# [Excerpt to read]
## BEGIN
The Convention on Road Traffic, commonly known as the Vienna Convention on Road Traffic, is an international treaty designed to facilitate international road traffic and to increase road safety by establishing standard traffic rules among the contracting parties. The convention was agreed upon at the United Nations Economic and Social Council's Conference on Road Traffic (7 October – 8 November 1968) and concluded in Vienna on 8 November 1968. It came into force on 21 May 1977. This conference also produced the Convention on Road Signs and Signals. The Convention had amendments on 3 September 1993 and 28 March 2006. There is a European Agreement supplementing the Convention on Road Traffic (1968), which was concluded in Geneva on 1 May 1971.

Contracting parties
The Vienna Convention on Road Traffic was concluded at Vienna on 8 November 1968. Since its entry into force on 21 May 1977, in signatory countries ("Contracting Parties") it replaces previous road traffic conventions, notably the 1949 Geneva Convention on Road Traffic, in accordance with Article 48 of the convention. As of October 2022, the convention has been ratified by 87 countries, but those who have not ratified the convention may still be parties to the 1949 Geneva Convention on Road Traffic. Ireland, Canada, the United States, Cyprus, Iceland, Malta, China and Malaysia are examples of non-signatory countries. Several other countries, such as Spain and Mexico, have signed the convention but have not ratified it.

Cross-border vehicles

One of the main benefits of the convention for motorists is the obligation on signatory countries to recognize the legality of vehicles from other signatory countries. The following requirements must be met when driving outside the country of registration:
 Cars must display their registration number at the front and rear, even if legislation in the jurisdiction of registration does not require a front vehicle registration plate on cars. Motorcycles need to display their registration number only at the rear. Registration numbers must be composed either of numerals or of numerals and letters. They must be displayed in capital Latin characters and Arabic numerals. In addition to this, the registration number may optionally be displayed in a different alphabet.
 A distinguishing sign of the country of registration  must be displayed on the rear of the vehicle. This sign may either be placed separately from the registration plate or may be incorporated into the vehicle registration plate. 
 The physical requirements for the separate sign are defined in Annex 3 of the Vienna Convention on Road Traffic, which states that the letters shall be in black on a white background having the shape of an ellipse with the major axis horizontal. The distinguishing sign should not be affixed in such a way that it could be confused with the registration number or impair its legibility. 
When the distinguishing sign is incorporated into the registration plate, it must also appear on the front registration plate of the vehicle, and may be supplemented with the flag or emblem of the national state, or the emblem of the regional economic integration organization to which the country belongs. The distinguishing sign should be displayed on the far left or far right on the registration plate. When a symbol/flag/emblem is also displayed, the distinguishing sign shall obligatorily be placed on the far left on the plate. The distinguishing sign shall be positioned to be easily identifiable and so that it cannot be confused with the registration number or impair its legibility. The distinguishing sign shall therefore be at least a different color from the registration number, or have a different background color to that reserved for the registration number, or be clearly separated from the registration number, preferably with a line.
 The vehicle must meet all technical requirements to be legal for road use in the country of registration. Any conflicting technical requirements (e.g., right-hand-drive or left-hand-drive) in the signatory country where the vehicle is being driven do not apply.
## END
# [Work to complete]
**A)** Answer these from the Vienna Convention passage, one answer per line, marked (i), (ii), (iii):
(i) On what date did the convention come into force?
(ii) As of October 2022, how many countries had ratified it?
(iii) What letter and background colors does Annex 3 set for the separate distinguishing sign?
**B)** Print everything in the Vienna Convention passage from "A distinguishing sign" down to "vehicle registration plate.".
**C)** Write what comes next in the passage on the Vienna Convention on Road Traffic, picking up after its final sentence.

# [Source excerpt]
## BEGIN
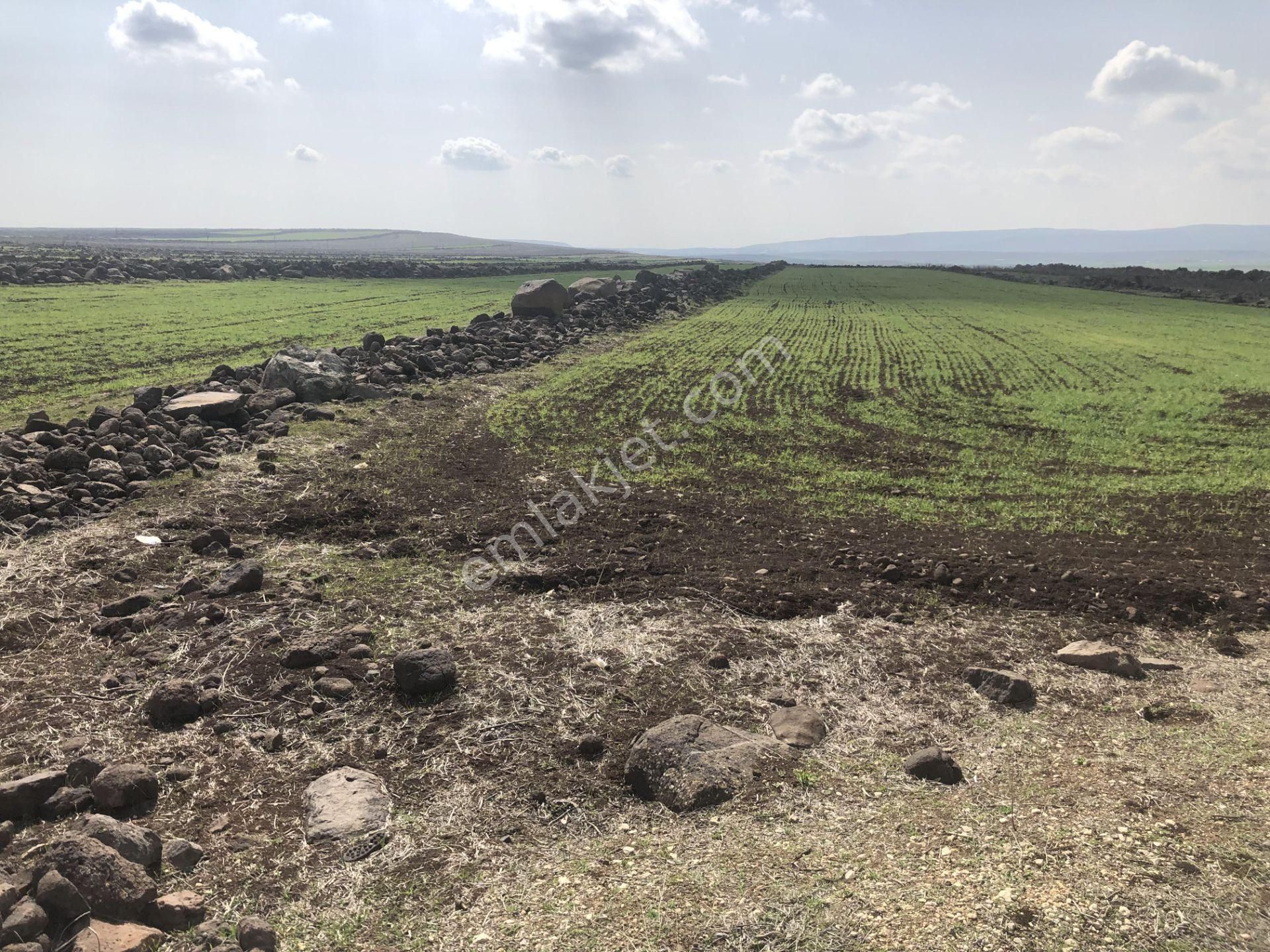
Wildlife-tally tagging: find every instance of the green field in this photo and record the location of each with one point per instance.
(70, 348)
(945, 397)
## END
# [The results]
**A)**
(i) 21 May 1977
(ii) 87
(iii) Black letters on a white background

**B)**
A distinguishing sign of the country of registration  must be displayed on the rear of the vehicle. This sign may either be placed separately from the registration plate or may be incorporated into the vehicle registration plate.

**C)**
 The driver must carry the vehicle's registration certificate, and if the vehicle is not registered in the name of an occupant of the vehicle (e.g., a hire car), proof of the driver's right to be in possession of the vehicle.

The convention also addresses minimum mechanical and safety equipment needed to be on board and defines an identification mark (Annex 4) to identify the origin of the vehicle.

Vienna Convention and autonomous driving
One of the fundamental principles of the Convention has been the concept that a driver is always fully in control and responsible for the behavior of a vehicle in traffic. This requirement is challenged by the development of technology for collision avoidance systems and autonomous driving.

Since 2021, an automated driving system definition is proposed — in Article 1 of Convention on Road Traffic — as a vehicle system that uses both hardware and software to exercise dynamic control of a vehicle on a sustained basis where Dynamic control is defined as carrying out all the real-time operational and tactical functions required to move the vehicle. This includes controlling the vehicle’s lateral and longitudinal motion, monitoring the road, responding to events in the road traffic, and planning and signalling for manoeuvres.

According to a British explanatory Memorandum on the Proposal of Amendment to Article 1 and new Article 34 bis of the 1968 Convention on Road Traffic, 
this amendment should enter into force 18 months following the date of its circulation, on 14 July 2022, unless it is rejected before 13 January 2022.

International Driving Permit 
The Vienna Convention on Road Traffic is the newest of three conventions that governs International Driving Permits. The other two are the 1926 Paris International Convention relative to Motor Traffic and the 1949 Geneva Convention on Road Traffic. When a state is contracting to more than one convention, the newest one terminate and replace previous ones in relation between those states.

The main regulations about driving licences are in Annex 6 (domestic driving permit) and Annex 7 (International Driving Permit). The currently active version of those is in force in each contracting party since no later than 29 March 2011 (Article 43). According to the 1968 Vienna Convention, an IDP must have an expiration date of no more than three years from its issue date or until the expiration date of national driving permit, whichever is earlier, and it is valid for a period of one year upon the arrival in the foreign country.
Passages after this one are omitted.